アーティスト紹介

WSC #050 カズヨシ

[うつねこ亭]

突然の《覚醒》によりネクストステージへ
今後待ち受けるのは「プレッシャーとの戦い」か

 もしあなたが「以前からカズヨシの才能に着目していた」というのであれば、あなたはカズヨシに対し何かしらシンパシーを抱くカズヨシの関係者か、もしくは超能力者であるか、そのどちらかだろう。
  というのも、ここまで極端なたとえ話を用いざるをえないほど、'09年[夏]のワンフェスとそれ以前のカズヨシの作品は「どう見ても別人の作品」なのだ。
  無論、その事実はカズヨシ本人も自覚しているのだが、ただしなぜそうした劇的な変化が生じたのか、そこに関しては自分で自分に説明が付かない様子なのである。
「自分自身、別にそれ以前と何かを大きく変えたつもりはないんです。ただしメイジ3('09年[夏]ワンフェス出品作品)以前は、造形している段階から“いや~、こうじゃないんだよなぁ……”ということには気付いていたのに、“じゃあ、どうしたらいいんだろう?”という対処法がまったくわからなくて、わからないまましめ切り合わせで無理やり完成させていたんです。

» **データ一覧**:
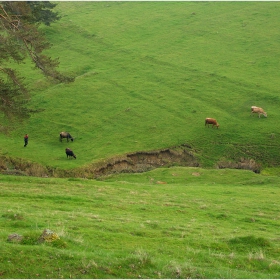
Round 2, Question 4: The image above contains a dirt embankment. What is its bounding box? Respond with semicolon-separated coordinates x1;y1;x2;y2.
91;144;199;177
0;144;199;178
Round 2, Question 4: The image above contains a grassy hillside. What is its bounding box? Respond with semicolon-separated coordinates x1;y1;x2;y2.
0;167;280;279
0;2;280;169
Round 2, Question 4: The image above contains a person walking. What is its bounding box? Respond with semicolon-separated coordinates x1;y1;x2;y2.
23;134;28;147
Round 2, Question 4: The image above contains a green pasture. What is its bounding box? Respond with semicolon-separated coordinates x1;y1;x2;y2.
0;1;280;169
0;167;280;279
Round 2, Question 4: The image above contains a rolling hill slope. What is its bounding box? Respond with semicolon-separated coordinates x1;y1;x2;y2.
0;2;280;173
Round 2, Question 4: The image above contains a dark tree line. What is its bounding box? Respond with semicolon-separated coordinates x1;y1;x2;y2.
0;1;74;119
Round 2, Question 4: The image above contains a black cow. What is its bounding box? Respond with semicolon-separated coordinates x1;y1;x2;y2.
59;132;74;142
65;148;76;159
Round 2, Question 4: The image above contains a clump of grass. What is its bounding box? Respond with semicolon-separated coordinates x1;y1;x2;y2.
228;235;271;248
2;213;23;221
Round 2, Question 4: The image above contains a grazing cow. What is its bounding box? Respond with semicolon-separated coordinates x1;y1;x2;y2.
205;118;220;128
65;148;76;159
59;132;74;142
251;106;267;118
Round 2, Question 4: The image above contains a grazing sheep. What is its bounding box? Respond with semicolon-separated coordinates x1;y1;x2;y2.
251;106;267;118
65;148;76;159
205;118;220;128
59;132;74;142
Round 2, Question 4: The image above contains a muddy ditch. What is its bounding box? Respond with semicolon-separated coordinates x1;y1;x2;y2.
0;144;260;179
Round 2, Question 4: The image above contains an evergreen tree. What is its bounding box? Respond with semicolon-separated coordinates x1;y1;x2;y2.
0;1;74;119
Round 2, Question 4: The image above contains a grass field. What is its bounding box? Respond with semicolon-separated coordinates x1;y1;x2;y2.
0;2;280;172
0;167;280;279
0;1;280;279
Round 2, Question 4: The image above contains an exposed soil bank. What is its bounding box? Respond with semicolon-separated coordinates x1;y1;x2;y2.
87;144;199;177
0;144;260;179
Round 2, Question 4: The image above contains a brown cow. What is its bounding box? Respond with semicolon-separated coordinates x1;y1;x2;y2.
251;106;267;118
205;118;220;128
65;148;76;159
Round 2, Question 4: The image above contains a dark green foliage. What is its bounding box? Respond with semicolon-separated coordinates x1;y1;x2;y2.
27;1;61;26
0;1;73;120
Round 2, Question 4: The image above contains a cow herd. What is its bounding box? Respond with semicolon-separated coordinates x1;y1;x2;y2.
59;106;267;159
205;106;267;128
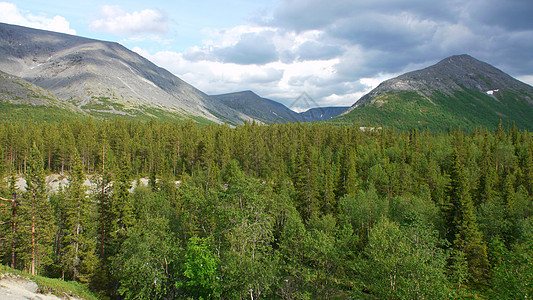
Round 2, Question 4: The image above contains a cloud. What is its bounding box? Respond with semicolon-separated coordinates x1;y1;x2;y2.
0;2;76;35
130;0;533;106
213;31;278;65
89;5;168;36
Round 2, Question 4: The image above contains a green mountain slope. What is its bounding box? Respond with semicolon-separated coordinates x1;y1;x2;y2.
332;55;533;130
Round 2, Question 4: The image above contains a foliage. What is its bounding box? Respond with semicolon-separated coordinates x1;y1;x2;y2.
0;119;533;299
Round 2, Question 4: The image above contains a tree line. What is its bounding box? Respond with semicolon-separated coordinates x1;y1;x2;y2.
0;120;533;299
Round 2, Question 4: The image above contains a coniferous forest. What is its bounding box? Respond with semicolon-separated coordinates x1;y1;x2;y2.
0;119;533;299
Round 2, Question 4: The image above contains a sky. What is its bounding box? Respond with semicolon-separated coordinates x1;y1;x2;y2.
0;0;533;111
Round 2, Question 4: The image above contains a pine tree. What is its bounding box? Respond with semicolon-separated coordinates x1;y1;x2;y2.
445;147;489;285
63;151;97;282
23;143;55;275
113;153;134;243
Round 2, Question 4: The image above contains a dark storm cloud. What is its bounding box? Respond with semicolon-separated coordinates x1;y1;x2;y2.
213;32;278;65
295;41;343;60
269;0;533;80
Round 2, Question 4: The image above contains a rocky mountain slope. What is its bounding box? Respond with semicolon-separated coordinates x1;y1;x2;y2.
299;106;349;122
211;91;300;123
335;55;533;130
0;23;249;123
212;91;348;123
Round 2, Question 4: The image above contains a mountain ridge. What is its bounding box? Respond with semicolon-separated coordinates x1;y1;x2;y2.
211;90;348;123
0;23;250;123
335;54;533;129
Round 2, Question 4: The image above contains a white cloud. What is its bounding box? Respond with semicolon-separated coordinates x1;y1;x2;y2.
90;5;168;35
516;75;533;86
0;2;76;34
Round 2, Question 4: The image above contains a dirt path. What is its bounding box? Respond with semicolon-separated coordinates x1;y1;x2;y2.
0;275;63;300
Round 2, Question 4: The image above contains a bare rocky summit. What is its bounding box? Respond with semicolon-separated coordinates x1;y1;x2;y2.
0;23;249;123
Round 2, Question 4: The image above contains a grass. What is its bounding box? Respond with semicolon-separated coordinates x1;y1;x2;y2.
0;265;98;300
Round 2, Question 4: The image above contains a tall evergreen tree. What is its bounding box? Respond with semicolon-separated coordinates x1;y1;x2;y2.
445;147;489;285
23;143;54;275
63;151;97;282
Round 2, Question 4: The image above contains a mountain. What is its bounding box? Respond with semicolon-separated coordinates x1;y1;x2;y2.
334;55;533;130
0;71;84;121
211;91;300;123
0;23;249;123
211;91;348;123
299;106;349;122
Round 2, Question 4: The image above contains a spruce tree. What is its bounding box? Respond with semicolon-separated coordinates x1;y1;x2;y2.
23;143;55;275
445;148;489;285
63;151;97;282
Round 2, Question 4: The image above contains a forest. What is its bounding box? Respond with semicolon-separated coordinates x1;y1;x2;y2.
0;119;533;299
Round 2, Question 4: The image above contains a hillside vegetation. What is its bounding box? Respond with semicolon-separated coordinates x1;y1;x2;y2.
0;120;533;299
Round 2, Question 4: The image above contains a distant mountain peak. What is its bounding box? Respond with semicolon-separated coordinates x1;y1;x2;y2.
340;54;533;130
352;54;527;107
0;23;250;123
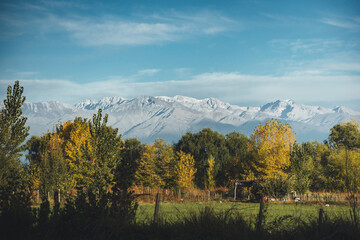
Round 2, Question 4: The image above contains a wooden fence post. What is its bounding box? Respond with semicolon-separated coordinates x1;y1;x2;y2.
154;193;160;223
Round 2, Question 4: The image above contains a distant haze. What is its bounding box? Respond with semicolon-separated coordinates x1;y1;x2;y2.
17;96;360;142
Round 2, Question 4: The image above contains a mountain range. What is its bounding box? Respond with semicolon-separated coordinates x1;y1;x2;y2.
11;96;360;143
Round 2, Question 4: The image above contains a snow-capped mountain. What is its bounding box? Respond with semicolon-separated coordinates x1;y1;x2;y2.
16;96;360;142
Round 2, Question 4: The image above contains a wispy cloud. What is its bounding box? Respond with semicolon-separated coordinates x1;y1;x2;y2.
58;12;237;46
0;1;240;46
16;72;38;78
320;17;360;31
0;72;360;108
271;39;349;54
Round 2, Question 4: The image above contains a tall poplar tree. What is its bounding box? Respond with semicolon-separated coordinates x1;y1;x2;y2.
0;81;31;232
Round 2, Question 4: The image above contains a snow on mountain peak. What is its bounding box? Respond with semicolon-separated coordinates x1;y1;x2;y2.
333;106;360;115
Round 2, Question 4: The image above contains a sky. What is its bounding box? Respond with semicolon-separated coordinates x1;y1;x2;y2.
0;0;360;111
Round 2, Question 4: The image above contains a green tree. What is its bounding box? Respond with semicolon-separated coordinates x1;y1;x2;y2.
135;144;161;188
0;81;31;236
83;109;123;197
225;132;254;181
0;81;30;161
154;139;175;188
329;120;360;149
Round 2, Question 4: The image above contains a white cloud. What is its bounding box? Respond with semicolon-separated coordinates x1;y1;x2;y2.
57;12;239;46
0;5;240;46
320;17;360;31
135;68;161;77
0;72;360;109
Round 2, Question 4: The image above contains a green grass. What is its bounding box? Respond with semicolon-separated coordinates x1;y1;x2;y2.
136;203;350;223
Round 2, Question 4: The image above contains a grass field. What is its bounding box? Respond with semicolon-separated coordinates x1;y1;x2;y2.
136;202;350;223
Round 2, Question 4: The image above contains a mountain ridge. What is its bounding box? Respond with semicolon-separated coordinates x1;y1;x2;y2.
7;95;360;142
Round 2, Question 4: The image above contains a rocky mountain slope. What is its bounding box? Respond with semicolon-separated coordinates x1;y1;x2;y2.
18;96;360;142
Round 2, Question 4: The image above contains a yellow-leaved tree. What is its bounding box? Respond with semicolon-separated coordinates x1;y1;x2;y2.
175;151;196;189
248;119;295;177
65;118;95;189
206;155;215;189
135;144;162;188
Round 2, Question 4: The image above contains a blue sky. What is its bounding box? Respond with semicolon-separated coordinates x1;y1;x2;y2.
0;0;360;111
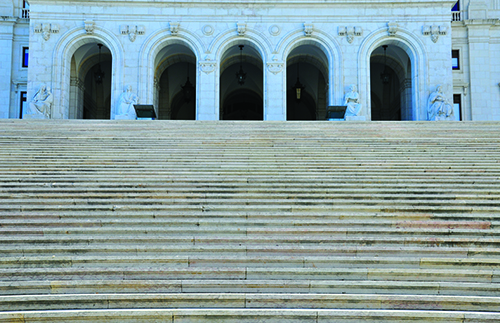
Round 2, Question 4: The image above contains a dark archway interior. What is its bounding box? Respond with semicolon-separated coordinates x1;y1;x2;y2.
220;44;264;120
68;40;113;119
222;89;263;120
370;45;412;121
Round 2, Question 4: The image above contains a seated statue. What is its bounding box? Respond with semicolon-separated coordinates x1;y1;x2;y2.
344;84;362;117
427;85;455;121
26;85;54;119
116;85;139;120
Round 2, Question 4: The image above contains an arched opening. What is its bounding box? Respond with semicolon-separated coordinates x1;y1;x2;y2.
220;45;264;120
370;45;412;121
68;40;112;119
286;45;328;120
155;44;196;120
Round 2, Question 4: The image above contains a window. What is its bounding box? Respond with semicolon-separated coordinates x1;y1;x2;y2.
451;49;460;70
23;47;30;67
451;1;462;21
21;0;30;19
19;91;28;119
453;94;462;121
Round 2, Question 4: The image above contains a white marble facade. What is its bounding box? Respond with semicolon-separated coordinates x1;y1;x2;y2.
0;0;500;120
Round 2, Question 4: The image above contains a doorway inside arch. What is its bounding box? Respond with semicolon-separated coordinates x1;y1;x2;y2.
220;44;264;120
155;44;196;120
68;40;112;119
286;45;328;120
370;44;413;121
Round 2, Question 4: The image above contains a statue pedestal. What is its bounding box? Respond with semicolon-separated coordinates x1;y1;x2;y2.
115;114;136;120
345;116;366;121
23;113;47;120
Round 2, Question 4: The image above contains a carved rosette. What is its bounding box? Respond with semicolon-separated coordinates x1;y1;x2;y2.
422;26;448;43
33;23;59;41
120;25;146;42
304;23;314;37
199;60;217;74
83;20;95;35
236;22;247;36
267;60;285;74
387;22;399;37
339;26;363;44
169;22;181;36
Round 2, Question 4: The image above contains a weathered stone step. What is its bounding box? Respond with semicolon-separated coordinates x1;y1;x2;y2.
0;246;500;257
0;293;500;312
0;223;492;238
0;308;500;323
0;235;500;248
0;192;500;204
0;279;500;297
0;254;500;270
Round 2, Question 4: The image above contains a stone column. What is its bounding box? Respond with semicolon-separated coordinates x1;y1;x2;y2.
0;18;15;119
196;60;220;120
465;20;492;121
264;60;286;121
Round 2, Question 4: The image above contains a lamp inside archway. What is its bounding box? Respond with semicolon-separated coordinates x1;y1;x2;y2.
182;63;194;103
380;45;391;84
236;45;247;85
293;62;305;102
94;44;104;85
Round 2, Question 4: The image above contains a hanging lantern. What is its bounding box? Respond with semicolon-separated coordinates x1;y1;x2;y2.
181;63;194;103
236;45;247;86
380;45;391;84
94;44;104;85
292;63;305;102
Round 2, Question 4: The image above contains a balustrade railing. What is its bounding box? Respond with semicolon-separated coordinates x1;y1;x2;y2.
451;11;463;21
21;8;30;19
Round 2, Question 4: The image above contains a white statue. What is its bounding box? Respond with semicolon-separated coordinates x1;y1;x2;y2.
427;85;455;121
344;84;362;117
115;85;139;120
27;85;54;119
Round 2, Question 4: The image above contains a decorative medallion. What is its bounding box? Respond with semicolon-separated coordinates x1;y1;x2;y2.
269;25;281;36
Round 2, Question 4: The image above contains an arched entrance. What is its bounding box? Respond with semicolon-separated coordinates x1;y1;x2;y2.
68;40;112;119
220;44;264;120
155;44;196;120
370;45;413;121
286;45;328;120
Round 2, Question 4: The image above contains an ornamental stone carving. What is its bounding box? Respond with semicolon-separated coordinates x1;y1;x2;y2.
84;20;95;35
427;85;455;121
304;23;314;37
201;25;215;36
169;22;181;36
339;26;363;44
199;58;217;74
120;25;146;42
269;25;281;36
33;24;59;41
115;85;139;120
422;26;448;43
267;56;285;74
236;22;247;36
24;84;54;119
387;22;399;36
344;84;362;118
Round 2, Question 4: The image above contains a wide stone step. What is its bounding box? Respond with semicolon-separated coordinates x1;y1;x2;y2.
0;293;500;312
0;254;500;270
0;279;500;297
0;308;500;323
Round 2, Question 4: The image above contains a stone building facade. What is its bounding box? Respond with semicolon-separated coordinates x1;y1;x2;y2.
0;0;500;121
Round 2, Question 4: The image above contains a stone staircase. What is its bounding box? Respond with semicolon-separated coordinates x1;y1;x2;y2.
0;120;500;323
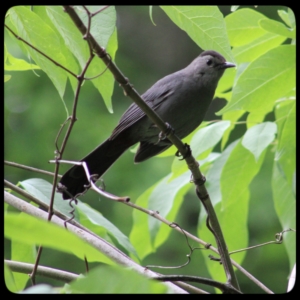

» **指示**:
本文の「もしあなたが「以前からカズヨ」から始まり「明が付かない様子なのである。」で終わる部分を、「超能力者」を「予知能力者」に置き換えて書き直してください。

» **解答例**:
もしあなたが「以前からカズヨシの才能に着目していた」というのであれば、あなたはカズヨシに対し何かしらシンパシーを抱くカズヨシの関係者か、もしくは予知能力者であるか、そのどちらかだろう。
  というのも、ここまで極端なたとえ話を用いざるをえないほど、'09年[夏]のワンフェスとそれ以前のカズヨシの作品は「どう見ても別人の作品」なのだ。
  無論、その事実はカズヨシ本人も自覚しているのだが、ただしなぜそうした劇的な変化が生じたのか、そこに関しては自分で自分に説明が付かない様子なのである。